**EXERCISE BRIEF:** Give every line from the entries that contains "lamp".

*** Block opens ***

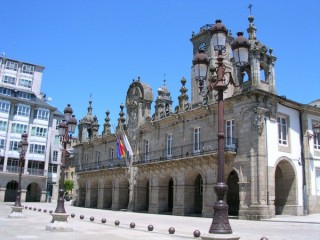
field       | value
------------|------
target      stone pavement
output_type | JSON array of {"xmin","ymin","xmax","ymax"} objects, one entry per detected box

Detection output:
[{"xmin": 0, "ymin": 201, "xmax": 319, "ymax": 240}]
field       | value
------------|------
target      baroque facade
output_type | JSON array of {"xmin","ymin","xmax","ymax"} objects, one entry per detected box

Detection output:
[
  {"xmin": 0, "ymin": 56, "xmax": 64, "ymax": 203},
  {"xmin": 73, "ymin": 16, "xmax": 320, "ymax": 219}
]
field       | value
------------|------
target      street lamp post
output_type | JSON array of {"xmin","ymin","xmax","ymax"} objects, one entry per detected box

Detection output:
[
  {"xmin": 9, "ymin": 133, "xmax": 28, "ymax": 218},
  {"xmin": 46, "ymin": 104, "xmax": 76, "ymax": 232},
  {"xmin": 193, "ymin": 20, "xmax": 249, "ymax": 235}
]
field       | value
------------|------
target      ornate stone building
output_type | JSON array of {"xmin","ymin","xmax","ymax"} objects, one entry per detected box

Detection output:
[{"xmin": 73, "ymin": 16, "xmax": 320, "ymax": 219}]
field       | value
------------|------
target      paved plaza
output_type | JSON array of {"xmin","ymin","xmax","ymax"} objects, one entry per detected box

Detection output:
[{"xmin": 0, "ymin": 201, "xmax": 319, "ymax": 240}]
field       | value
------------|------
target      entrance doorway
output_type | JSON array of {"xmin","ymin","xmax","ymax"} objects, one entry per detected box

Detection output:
[{"xmin": 227, "ymin": 170, "xmax": 239, "ymax": 216}]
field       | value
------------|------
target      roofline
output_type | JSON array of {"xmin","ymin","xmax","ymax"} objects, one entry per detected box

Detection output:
[{"xmin": 0, "ymin": 56, "xmax": 45, "ymax": 70}]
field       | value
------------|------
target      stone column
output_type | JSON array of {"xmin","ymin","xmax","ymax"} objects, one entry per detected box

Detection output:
[
  {"xmin": 97, "ymin": 181, "xmax": 104, "ymax": 209},
  {"xmin": 111, "ymin": 181, "xmax": 119, "ymax": 210},
  {"xmin": 202, "ymin": 169, "xmax": 215, "ymax": 218},
  {"xmin": 85, "ymin": 182, "xmax": 91, "ymax": 208},
  {"xmin": 148, "ymin": 177, "xmax": 159, "ymax": 214},
  {"xmin": 40, "ymin": 191, "xmax": 47, "ymax": 202},
  {"xmin": 21, "ymin": 189, "xmax": 27, "ymax": 203},
  {"xmin": 0, "ymin": 188, "xmax": 6, "ymax": 202},
  {"xmin": 172, "ymin": 177, "xmax": 184, "ymax": 216}
]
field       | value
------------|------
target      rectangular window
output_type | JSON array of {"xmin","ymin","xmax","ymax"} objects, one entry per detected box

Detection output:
[
  {"xmin": 85, "ymin": 154, "xmax": 88, "ymax": 167},
  {"xmin": 167, "ymin": 134, "xmax": 172, "ymax": 157},
  {"xmin": 35, "ymin": 109, "xmax": 49, "ymax": 120},
  {"xmin": 0, "ymin": 101, "xmax": 10, "ymax": 113},
  {"xmin": 96, "ymin": 151, "xmax": 100, "ymax": 166},
  {"xmin": 48, "ymin": 163, "xmax": 58, "ymax": 173},
  {"xmin": 144, "ymin": 139, "xmax": 149, "ymax": 160},
  {"xmin": 0, "ymin": 87, "xmax": 13, "ymax": 96},
  {"xmin": 277, "ymin": 116, "xmax": 288, "ymax": 145},
  {"xmin": 9, "ymin": 141, "xmax": 19, "ymax": 151},
  {"xmin": 56, "ymin": 120, "xmax": 61, "ymax": 130},
  {"xmin": 31, "ymin": 126, "xmax": 47, "ymax": 137},
  {"xmin": 21, "ymin": 64, "xmax": 34, "ymax": 74},
  {"xmin": 16, "ymin": 105, "xmax": 30, "ymax": 117},
  {"xmin": 11, "ymin": 123, "xmax": 28, "ymax": 134},
  {"xmin": 2, "ymin": 75, "xmax": 16, "ymax": 85},
  {"xmin": 29, "ymin": 144, "xmax": 46, "ymax": 154},
  {"xmin": 314, "ymin": 131, "xmax": 320, "ymax": 150},
  {"xmin": 316, "ymin": 168, "xmax": 320, "ymax": 196},
  {"xmin": 19, "ymin": 79, "xmax": 32, "ymax": 88},
  {"xmin": 0, "ymin": 120, "xmax": 8, "ymax": 131},
  {"xmin": 53, "ymin": 150, "xmax": 58, "ymax": 161},
  {"xmin": 0, "ymin": 138, "xmax": 5, "ymax": 149},
  {"xmin": 18, "ymin": 92, "xmax": 31, "ymax": 100},
  {"xmin": 194, "ymin": 127, "xmax": 201, "ymax": 152},
  {"xmin": 54, "ymin": 135, "xmax": 60, "ymax": 146},
  {"xmin": 109, "ymin": 148, "xmax": 114, "ymax": 160},
  {"xmin": 5, "ymin": 61, "xmax": 18, "ymax": 71},
  {"xmin": 225, "ymin": 119, "xmax": 235, "ymax": 147}
]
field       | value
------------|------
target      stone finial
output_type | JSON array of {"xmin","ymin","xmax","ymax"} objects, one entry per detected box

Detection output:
[
  {"xmin": 118, "ymin": 103, "xmax": 126, "ymax": 127},
  {"xmin": 103, "ymin": 110, "xmax": 111, "ymax": 136},
  {"xmin": 178, "ymin": 77, "xmax": 189, "ymax": 111},
  {"xmin": 247, "ymin": 15, "xmax": 257, "ymax": 40}
]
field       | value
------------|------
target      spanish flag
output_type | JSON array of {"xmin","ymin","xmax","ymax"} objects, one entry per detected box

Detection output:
[{"xmin": 116, "ymin": 134, "xmax": 126, "ymax": 159}]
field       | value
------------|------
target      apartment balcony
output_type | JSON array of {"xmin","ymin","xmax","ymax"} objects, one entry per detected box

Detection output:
[{"xmin": 134, "ymin": 138, "xmax": 237, "ymax": 166}]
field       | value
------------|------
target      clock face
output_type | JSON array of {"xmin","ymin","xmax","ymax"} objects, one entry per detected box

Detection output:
[{"xmin": 198, "ymin": 42, "xmax": 206, "ymax": 51}]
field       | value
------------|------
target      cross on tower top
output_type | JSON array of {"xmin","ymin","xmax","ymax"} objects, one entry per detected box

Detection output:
[{"xmin": 248, "ymin": 3, "xmax": 253, "ymax": 15}]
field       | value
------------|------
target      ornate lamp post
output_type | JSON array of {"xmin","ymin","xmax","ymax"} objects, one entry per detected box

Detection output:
[
  {"xmin": 9, "ymin": 133, "xmax": 28, "ymax": 218},
  {"xmin": 46, "ymin": 104, "xmax": 76, "ymax": 231},
  {"xmin": 193, "ymin": 20, "xmax": 250, "ymax": 235}
]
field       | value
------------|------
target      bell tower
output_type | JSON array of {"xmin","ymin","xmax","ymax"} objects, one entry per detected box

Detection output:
[{"xmin": 233, "ymin": 15, "xmax": 277, "ymax": 95}]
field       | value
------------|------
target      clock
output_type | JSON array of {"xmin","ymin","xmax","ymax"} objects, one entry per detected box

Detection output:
[{"xmin": 198, "ymin": 42, "xmax": 206, "ymax": 51}]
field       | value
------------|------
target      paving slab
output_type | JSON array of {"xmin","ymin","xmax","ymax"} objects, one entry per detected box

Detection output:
[{"xmin": 0, "ymin": 202, "xmax": 319, "ymax": 240}]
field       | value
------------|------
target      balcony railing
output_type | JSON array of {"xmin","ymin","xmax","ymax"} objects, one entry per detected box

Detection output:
[
  {"xmin": 27, "ymin": 168, "xmax": 46, "ymax": 176},
  {"xmin": 74, "ymin": 138, "xmax": 237, "ymax": 172},
  {"xmin": 75, "ymin": 158, "xmax": 127, "ymax": 173},
  {"xmin": 5, "ymin": 165, "xmax": 46, "ymax": 176},
  {"xmin": 134, "ymin": 138, "xmax": 237, "ymax": 165},
  {"xmin": 6, "ymin": 165, "xmax": 22, "ymax": 173}
]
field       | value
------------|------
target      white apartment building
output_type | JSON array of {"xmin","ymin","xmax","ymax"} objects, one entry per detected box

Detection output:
[{"xmin": 0, "ymin": 56, "xmax": 63, "ymax": 203}]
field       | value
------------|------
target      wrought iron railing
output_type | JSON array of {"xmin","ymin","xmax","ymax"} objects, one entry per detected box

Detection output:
[
  {"xmin": 6, "ymin": 165, "xmax": 21, "ymax": 173},
  {"xmin": 75, "ymin": 158, "xmax": 127, "ymax": 173},
  {"xmin": 74, "ymin": 138, "xmax": 237, "ymax": 172},
  {"xmin": 134, "ymin": 138, "xmax": 237, "ymax": 165}
]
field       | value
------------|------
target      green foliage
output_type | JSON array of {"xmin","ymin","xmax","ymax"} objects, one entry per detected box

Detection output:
[{"xmin": 64, "ymin": 179, "xmax": 74, "ymax": 194}]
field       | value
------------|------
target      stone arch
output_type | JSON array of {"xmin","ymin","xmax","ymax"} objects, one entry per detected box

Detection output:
[
  {"xmin": 274, "ymin": 158, "xmax": 297, "ymax": 215},
  {"xmin": 184, "ymin": 169, "xmax": 203, "ymax": 215},
  {"xmin": 4, "ymin": 180, "xmax": 18, "ymax": 202},
  {"xmin": 103, "ymin": 177, "xmax": 112, "ymax": 209},
  {"xmin": 78, "ymin": 178, "xmax": 86, "ymax": 207},
  {"xmin": 136, "ymin": 175, "xmax": 150, "ymax": 212},
  {"xmin": 26, "ymin": 182, "xmax": 41, "ymax": 202},
  {"xmin": 227, "ymin": 169, "xmax": 240, "ymax": 216},
  {"xmin": 260, "ymin": 62, "xmax": 269, "ymax": 82}
]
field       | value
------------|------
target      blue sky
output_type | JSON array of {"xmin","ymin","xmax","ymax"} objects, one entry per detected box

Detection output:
[{"xmin": 1, "ymin": 0, "xmax": 319, "ymax": 133}]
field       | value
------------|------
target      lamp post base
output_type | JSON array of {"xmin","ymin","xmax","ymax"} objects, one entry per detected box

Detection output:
[
  {"xmin": 46, "ymin": 213, "xmax": 73, "ymax": 232},
  {"xmin": 8, "ymin": 206, "xmax": 25, "ymax": 218},
  {"xmin": 201, "ymin": 233, "xmax": 240, "ymax": 240}
]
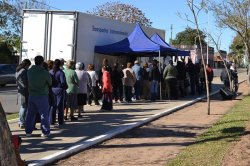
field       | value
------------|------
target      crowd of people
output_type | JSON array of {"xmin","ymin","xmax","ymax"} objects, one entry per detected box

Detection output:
[{"xmin": 16, "ymin": 55, "xmax": 240, "ymax": 138}]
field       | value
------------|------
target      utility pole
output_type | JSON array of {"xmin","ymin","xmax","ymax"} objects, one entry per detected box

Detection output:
[{"xmin": 170, "ymin": 24, "xmax": 173, "ymax": 45}]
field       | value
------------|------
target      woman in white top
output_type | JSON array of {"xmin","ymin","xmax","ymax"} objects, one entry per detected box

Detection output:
[
  {"xmin": 75, "ymin": 62, "xmax": 90, "ymax": 117},
  {"xmin": 87, "ymin": 64, "xmax": 100, "ymax": 105}
]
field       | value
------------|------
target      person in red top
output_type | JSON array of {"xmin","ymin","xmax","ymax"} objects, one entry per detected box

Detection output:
[
  {"xmin": 101, "ymin": 66, "xmax": 113, "ymax": 111},
  {"xmin": 206, "ymin": 64, "xmax": 214, "ymax": 92}
]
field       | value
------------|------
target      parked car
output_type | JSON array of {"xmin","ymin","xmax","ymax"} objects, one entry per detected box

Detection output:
[{"xmin": 0, "ymin": 64, "xmax": 16, "ymax": 87}]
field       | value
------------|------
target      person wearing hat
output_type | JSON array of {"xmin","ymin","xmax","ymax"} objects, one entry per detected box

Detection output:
[
  {"xmin": 75, "ymin": 62, "xmax": 90, "ymax": 117},
  {"xmin": 132, "ymin": 60, "xmax": 143, "ymax": 100}
]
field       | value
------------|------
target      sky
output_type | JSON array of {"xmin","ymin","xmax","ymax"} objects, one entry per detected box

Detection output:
[{"xmin": 47, "ymin": 0, "xmax": 236, "ymax": 52}]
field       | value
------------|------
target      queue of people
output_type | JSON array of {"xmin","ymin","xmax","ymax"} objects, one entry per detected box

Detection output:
[{"xmin": 16, "ymin": 55, "xmax": 218, "ymax": 138}]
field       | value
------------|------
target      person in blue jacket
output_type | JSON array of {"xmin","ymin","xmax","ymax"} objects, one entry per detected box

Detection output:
[{"xmin": 49, "ymin": 59, "xmax": 68, "ymax": 126}]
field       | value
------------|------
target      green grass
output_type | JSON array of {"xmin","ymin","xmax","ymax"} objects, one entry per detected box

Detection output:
[
  {"xmin": 167, "ymin": 95, "xmax": 250, "ymax": 166},
  {"xmin": 6, "ymin": 113, "xmax": 19, "ymax": 120}
]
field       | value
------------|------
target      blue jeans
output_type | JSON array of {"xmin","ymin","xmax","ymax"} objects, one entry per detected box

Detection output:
[
  {"xmin": 150, "ymin": 80, "xmax": 159, "ymax": 100},
  {"xmin": 25, "ymin": 96, "xmax": 50, "ymax": 135},
  {"xmin": 18, "ymin": 94, "xmax": 28, "ymax": 126}
]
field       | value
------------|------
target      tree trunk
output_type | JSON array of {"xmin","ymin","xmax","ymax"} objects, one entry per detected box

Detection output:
[
  {"xmin": 245, "ymin": 43, "xmax": 250, "ymax": 85},
  {"xmin": 0, "ymin": 102, "xmax": 18, "ymax": 166}
]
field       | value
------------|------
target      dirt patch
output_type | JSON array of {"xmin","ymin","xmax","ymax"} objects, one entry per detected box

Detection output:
[
  {"xmin": 222, "ymin": 122, "xmax": 250, "ymax": 166},
  {"xmin": 55, "ymin": 82, "xmax": 250, "ymax": 166}
]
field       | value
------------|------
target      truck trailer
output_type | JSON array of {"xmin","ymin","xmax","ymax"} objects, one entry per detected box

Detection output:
[{"xmin": 21, "ymin": 10, "xmax": 165, "ymax": 68}]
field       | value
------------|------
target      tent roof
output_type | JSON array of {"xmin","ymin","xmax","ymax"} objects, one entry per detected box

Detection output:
[
  {"xmin": 94, "ymin": 24, "xmax": 174, "ymax": 56},
  {"xmin": 150, "ymin": 33, "xmax": 190, "ymax": 56}
]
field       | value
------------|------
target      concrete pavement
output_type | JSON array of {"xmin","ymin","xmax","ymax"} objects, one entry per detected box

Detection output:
[{"xmin": 9, "ymin": 72, "xmax": 247, "ymax": 166}]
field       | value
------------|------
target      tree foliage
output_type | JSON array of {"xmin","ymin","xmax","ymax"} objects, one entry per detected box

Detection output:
[
  {"xmin": 206, "ymin": 0, "xmax": 250, "ymax": 63},
  {"xmin": 0, "ymin": 0, "xmax": 48, "ymax": 47},
  {"xmin": 87, "ymin": 1, "xmax": 152, "ymax": 27},
  {"xmin": 171, "ymin": 27, "xmax": 207, "ymax": 46},
  {"xmin": 0, "ymin": 41, "xmax": 13, "ymax": 63},
  {"xmin": 0, "ymin": 0, "xmax": 48, "ymax": 35},
  {"xmin": 230, "ymin": 34, "xmax": 245, "ymax": 54}
]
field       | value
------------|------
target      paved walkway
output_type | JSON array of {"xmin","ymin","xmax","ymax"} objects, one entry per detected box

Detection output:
[{"xmin": 9, "ymin": 72, "xmax": 247, "ymax": 166}]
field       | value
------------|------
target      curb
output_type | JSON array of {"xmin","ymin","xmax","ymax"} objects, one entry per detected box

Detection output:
[{"xmin": 29, "ymin": 80, "xmax": 246, "ymax": 166}]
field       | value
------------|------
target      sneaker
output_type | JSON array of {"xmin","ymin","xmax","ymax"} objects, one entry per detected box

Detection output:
[
  {"xmin": 41, "ymin": 133, "xmax": 50, "ymax": 137},
  {"xmin": 26, "ymin": 134, "xmax": 32, "ymax": 137},
  {"xmin": 64, "ymin": 116, "xmax": 68, "ymax": 120}
]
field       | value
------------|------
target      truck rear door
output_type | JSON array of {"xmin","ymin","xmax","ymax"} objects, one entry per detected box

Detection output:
[
  {"xmin": 21, "ymin": 12, "xmax": 46, "ymax": 62},
  {"xmin": 48, "ymin": 13, "xmax": 76, "ymax": 61}
]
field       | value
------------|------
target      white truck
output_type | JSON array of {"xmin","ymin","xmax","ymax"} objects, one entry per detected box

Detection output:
[{"xmin": 21, "ymin": 10, "xmax": 165, "ymax": 68}]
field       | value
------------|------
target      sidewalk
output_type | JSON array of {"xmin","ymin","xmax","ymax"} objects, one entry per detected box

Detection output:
[{"xmin": 9, "ymin": 72, "xmax": 247, "ymax": 166}]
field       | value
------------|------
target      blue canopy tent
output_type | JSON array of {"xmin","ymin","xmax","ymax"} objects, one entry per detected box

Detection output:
[
  {"xmin": 150, "ymin": 33, "xmax": 190, "ymax": 57},
  {"xmin": 95, "ymin": 24, "xmax": 177, "ymax": 56}
]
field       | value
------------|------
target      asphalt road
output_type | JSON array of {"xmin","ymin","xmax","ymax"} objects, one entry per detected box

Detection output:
[{"xmin": 0, "ymin": 84, "xmax": 18, "ymax": 114}]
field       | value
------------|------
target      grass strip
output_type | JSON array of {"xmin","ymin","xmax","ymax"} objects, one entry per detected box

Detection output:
[
  {"xmin": 167, "ymin": 95, "xmax": 250, "ymax": 166},
  {"xmin": 7, "ymin": 113, "xmax": 18, "ymax": 120}
]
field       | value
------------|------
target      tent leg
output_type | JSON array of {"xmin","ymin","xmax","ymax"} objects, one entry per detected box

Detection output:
[{"xmin": 159, "ymin": 51, "xmax": 162, "ymax": 100}]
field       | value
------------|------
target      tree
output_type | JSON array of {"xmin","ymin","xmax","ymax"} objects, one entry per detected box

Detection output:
[
  {"xmin": 230, "ymin": 29, "xmax": 250, "ymax": 56},
  {"xmin": 172, "ymin": 27, "xmax": 207, "ymax": 46},
  {"xmin": 0, "ymin": 0, "xmax": 48, "ymax": 48},
  {"xmin": 0, "ymin": 102, "xmax": 18, "ymax": 166},
  {"xmin": 180, "ymin": 0, "xmax": 211, "ymax": 115},
  {"xmin": 230, "ymin": 34, "xmax": 245, "ymax": 54},
  {"xmin": 0, "ymin": 1, "xmax": 48, "ymax": 164},
  {"xmin": 206, "ymin": 0, "xmax": 250, "ymax": 83},
  {"xmin": 87, "ymin": 1, "xmax": 152, "ymax": 27},
  {"xmin": 229, "ymin": 32, "xmax": 250, "ymax": 65},
  {"xmin": 0, "ymin": 41, "xmax": 13, "ymax": 63}
]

*** Block closes ***

**EXERCISE RESULT:**
target      street lamp post
target      ornate lamp post
target      lamp post base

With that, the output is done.